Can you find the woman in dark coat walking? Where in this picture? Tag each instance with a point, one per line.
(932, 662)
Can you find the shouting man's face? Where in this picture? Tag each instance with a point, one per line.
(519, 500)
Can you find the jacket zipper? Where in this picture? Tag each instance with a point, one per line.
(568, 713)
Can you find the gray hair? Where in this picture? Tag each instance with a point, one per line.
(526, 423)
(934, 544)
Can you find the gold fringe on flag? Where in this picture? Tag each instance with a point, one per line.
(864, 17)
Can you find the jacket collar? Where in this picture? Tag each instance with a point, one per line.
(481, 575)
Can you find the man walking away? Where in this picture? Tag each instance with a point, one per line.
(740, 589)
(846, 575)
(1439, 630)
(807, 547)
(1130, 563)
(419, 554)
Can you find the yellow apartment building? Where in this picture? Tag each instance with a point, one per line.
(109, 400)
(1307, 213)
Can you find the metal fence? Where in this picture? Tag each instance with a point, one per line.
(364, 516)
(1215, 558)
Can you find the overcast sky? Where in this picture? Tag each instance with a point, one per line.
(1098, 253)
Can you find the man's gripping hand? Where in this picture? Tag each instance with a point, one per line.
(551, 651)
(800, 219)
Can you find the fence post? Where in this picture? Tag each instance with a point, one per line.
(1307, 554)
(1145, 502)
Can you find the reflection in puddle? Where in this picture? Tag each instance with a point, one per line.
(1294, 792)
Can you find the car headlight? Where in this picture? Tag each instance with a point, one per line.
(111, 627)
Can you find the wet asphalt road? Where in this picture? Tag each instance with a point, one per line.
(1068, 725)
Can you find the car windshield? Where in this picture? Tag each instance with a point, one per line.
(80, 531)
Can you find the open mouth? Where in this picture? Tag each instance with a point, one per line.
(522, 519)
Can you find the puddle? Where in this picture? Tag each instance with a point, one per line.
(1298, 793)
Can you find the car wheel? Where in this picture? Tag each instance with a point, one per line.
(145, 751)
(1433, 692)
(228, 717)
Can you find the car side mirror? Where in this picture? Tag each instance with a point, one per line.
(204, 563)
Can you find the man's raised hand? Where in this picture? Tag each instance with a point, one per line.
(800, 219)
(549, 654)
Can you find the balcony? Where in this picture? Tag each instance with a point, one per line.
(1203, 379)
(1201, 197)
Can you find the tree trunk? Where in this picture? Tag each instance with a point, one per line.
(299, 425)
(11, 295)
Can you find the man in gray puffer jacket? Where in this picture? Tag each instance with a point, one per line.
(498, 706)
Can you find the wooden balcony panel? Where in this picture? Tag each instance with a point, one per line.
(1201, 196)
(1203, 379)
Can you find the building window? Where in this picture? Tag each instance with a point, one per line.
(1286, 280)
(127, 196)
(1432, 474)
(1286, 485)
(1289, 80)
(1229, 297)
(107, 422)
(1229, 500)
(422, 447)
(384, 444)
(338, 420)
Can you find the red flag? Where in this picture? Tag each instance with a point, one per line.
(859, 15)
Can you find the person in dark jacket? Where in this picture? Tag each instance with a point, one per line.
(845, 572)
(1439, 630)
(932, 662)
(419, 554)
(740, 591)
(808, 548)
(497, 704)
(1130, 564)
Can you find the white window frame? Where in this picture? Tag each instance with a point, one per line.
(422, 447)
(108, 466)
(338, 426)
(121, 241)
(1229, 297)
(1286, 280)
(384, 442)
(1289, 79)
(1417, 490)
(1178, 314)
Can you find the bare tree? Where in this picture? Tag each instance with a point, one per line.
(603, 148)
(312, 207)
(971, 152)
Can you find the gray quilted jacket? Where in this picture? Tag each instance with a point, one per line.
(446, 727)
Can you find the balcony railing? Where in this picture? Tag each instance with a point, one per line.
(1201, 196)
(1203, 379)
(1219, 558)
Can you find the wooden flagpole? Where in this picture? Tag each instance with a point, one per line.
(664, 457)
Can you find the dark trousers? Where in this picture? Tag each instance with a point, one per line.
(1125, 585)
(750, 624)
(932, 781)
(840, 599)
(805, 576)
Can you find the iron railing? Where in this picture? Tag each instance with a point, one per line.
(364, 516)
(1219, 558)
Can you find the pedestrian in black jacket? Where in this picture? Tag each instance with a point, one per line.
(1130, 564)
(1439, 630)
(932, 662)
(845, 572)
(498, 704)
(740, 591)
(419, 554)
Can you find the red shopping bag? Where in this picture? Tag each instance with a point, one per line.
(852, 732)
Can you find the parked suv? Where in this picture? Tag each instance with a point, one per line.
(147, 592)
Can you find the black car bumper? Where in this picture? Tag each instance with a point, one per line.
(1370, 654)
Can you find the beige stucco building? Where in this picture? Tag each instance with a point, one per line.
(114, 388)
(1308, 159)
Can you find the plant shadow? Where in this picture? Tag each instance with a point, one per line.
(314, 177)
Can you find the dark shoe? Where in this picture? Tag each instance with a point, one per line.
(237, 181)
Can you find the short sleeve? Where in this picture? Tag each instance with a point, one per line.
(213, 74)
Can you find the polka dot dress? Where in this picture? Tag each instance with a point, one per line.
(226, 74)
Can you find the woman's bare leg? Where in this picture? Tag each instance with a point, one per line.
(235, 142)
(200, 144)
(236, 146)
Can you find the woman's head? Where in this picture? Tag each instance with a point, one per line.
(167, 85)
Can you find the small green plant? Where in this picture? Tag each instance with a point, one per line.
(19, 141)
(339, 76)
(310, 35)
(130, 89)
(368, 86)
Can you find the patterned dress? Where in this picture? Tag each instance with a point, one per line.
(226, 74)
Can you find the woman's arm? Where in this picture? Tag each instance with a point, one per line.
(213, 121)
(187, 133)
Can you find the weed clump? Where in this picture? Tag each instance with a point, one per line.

________________________

◆ Exercise goal ◆
Everything in the listing should be set down again exactly.

◆ Response box ◆
Can you find the woman in dark coat walking? Where in this picture? Tag each instance with a point, one per line.
(932, 662)
Can you find the shouting man's face? Where in this picture? Tag each instance with a point, one per line.
(519, 500)
Can you find the jacket zipper? Where in this picture? Tag each instance with a point, one per line.
(568, 713)
Can you find the gray hair? Where in this picture? Tag each instance with a point, one per line.
(526, 423)
(934, 544)
Can you find the gold fringe on flag? Where in this picture? Tag each instance with a point, one per line.
(864, 17)
Can you find the jacket collar? Where in this picture? Tag each instance with a point, one per line.
(481, 575)
Can you find the man walking away? Where in this picture? Tag each instance with a point, one per line.
(740, 589)
(846, 575)
(1439, 630)
(807, 547)
(1130, 563)
(419, 554)
Can you find the yellow apartment building? Where in this picture? Tag each instance with a point, one per line.
(109, 400)
(1307, 213)
Can you find the metal fence? Where in this picture? Tag each instance with a point, one per line.
(364, 516)
(1215, 558)
Can you find the overcast sky? Where in this picture? Tag each instance with a point, one per line.
(1098, 253)
Can you find the man's gripping hand? Where in this picture? Tag each instance with a point, one per line.
(551, 651)
(800, 219)
Can you find the fence post? Where in this picture? Tag each instance with a point, one per line.
(1307, 554)
(1145, 502)
Can you find the reflection in puddle? Where in this picture? Tag each instance with a point, one per line.
(1294, 792)
Can you find the car headlight? Where in this picture? Tag each instance with a point, one per line.
(111, 627)
Can you find the wet asphalt road? Where in this picture? Tag each instance with a point, one per line.
(1068, 725)
Can you find the car windshield? Where in this picture? Tag each instance with a point, one per line.
(80, 531)
Can you find the open mouth? Where in this picture? Tag each instance with a point, one per line.
(522, 519)
Can you find the puddle? Where in this picture? Tag each instance with a point, one per line.
(1298, 793)
Can you find the car wheel? Where in this picture? Tag each instance with a point, one per line.
(145, 751)
(1433, 692)
(228, 717)
Can you find the car side mirror? Where in this picture? Tag each instance with a point, one per line.
(204, 563)
Can you find the man's raised hand? Where in this picture? Tag each instance with a point, one per line.
(800, 219)
(549, 654)
Can you find the balcony? Where in this picture? Tag each instance with a point, one per line.
(1203, 379)
(1201, 197)
Can you find the tree trunk? Where in this picture? Tag each instance with a point, one per line.
(299, 425)
(11, 295)
Can you find the man in gray puffer jacket? Where in this picture? Tag each instance with a point, one per line.
(498, 706)
Can you find the wooden balcony panel? Where in this picture? Tag each instance with a point, one per line.
(1201, 196)
(1203, 379)
Can you find the building window? Where in this picture? Tag each instance with a point, one per line.
(1286, 280)
(127, 196)
(1432, 474)
(1286, 485)
(1289, 80)
(1229, 297)
(107, 422)
(1229, 500)
(422, 447)
(384, 444)
(338, 420)
Can you find the red flag? Where in this picture? Tag each instance with a point, one per line.
(859, 15)
Can you find the person in dark jacket? Where in this picture? Tag each instance with a point, one per line.
(845, 572)
(1439, 630)
(932, 662)
(419, 554)
(740, 591)
(808, 548)
(497, 704)
(1130, 564)
Can you find the white window frame? Where in this picture? Tag each instance with a point, one per line.
(422, 447)
(108, 466)
(338, 426)
(121, 241)
(1229, 297)
(1286, 280)
(384, 442)
(1289, 79)
(1417, 490)
(1178, 314)
Can you find the bare tree? Where in this picture? Tag each instance with a point, one per line.
(603, 148)
(312, 207)
(971, 152)
Can you find the gray quilted jacket? Where in this picture? Tag each instance with a point, one per line.
(446, 727)
Can you find the balcony railing? Where in this picture? Tag each instance with a point, one per line.
(1201, 196)
(1203, 379)
(1219, 558)
Can you find the wooden flagpole? Where in this picture? Tag each instance with a point, one per line.
(664, 457)
Can you find the dark trousers? Where in this picture? Tag each instance with a point, one per line.
(1125, 585)
(750, 624)
(932, 781)
(840, 599)
(805, 576)
Can you find the iron railing? Where in this picture? Tag each instance with a point, one per line.
(364, 516)
(1219, 558)
Can you find the pedestrian in black jacket? Where in this picture? Tag each instance with a point, one per line.
(1130, 564)
(1439, 630)
(932, 662)
(845, 572)
(498, 704)
(740, 591)
(419, 554)
Can you find the red shopping bag? Where in this picture? Tag each instance with a point, one per line.
(852, 732)
Can you find the parked suv? Where in this picture? Tag each instance with a point, one per line.
(147, 592)
Can you find the black car bumper? Where in this picture? Tag each instance with a point, one per line.
(1370, 654)
Can you find the beige stucco building? Where in this picture? Tag each instance with a point, one per line.
(114, 388)
(1308, 159)
Can you find the plant shadow? Where in this picture? Tag each instance with a point, one per line.
(314, 177)
Can you find the dark shoe? Where in this picture? Tag each instance with a point, one per line.
(237, 181)
Can you find the short sleeve? Where in this picture? Tag each instance with a point, one per line.
(213, 74)
Can you find the polka dot dress? Where in this picture? Tag each instance with a point, one per line.
(226, 74)
Can you find the woman's bare leg? Where in this picture? Tag each instance with a point, one per line.
(235, 142)
(200, 144)
(236, 146)
Can you find the woman's head? Where in this picture? Tag each instance with a point, one per line.
(167, 85)
Can you find the small green plant? Where in this picture? Tag each instance with a point, one per line.
(19, 141)
(339, 76)
(310, 35)
(130, 89)
(368, 86)
Can you find the patterned dress? Where in this picture? Tag each instance with a point, one per line.
(226, 74)
Can you find the woman's arm? Where in this picture? Tag each instance with a point, one per line.
(213, 121)
(187, 133)
Can you find the weed clump? Where in this picture? Tag each instance with a point, one per line.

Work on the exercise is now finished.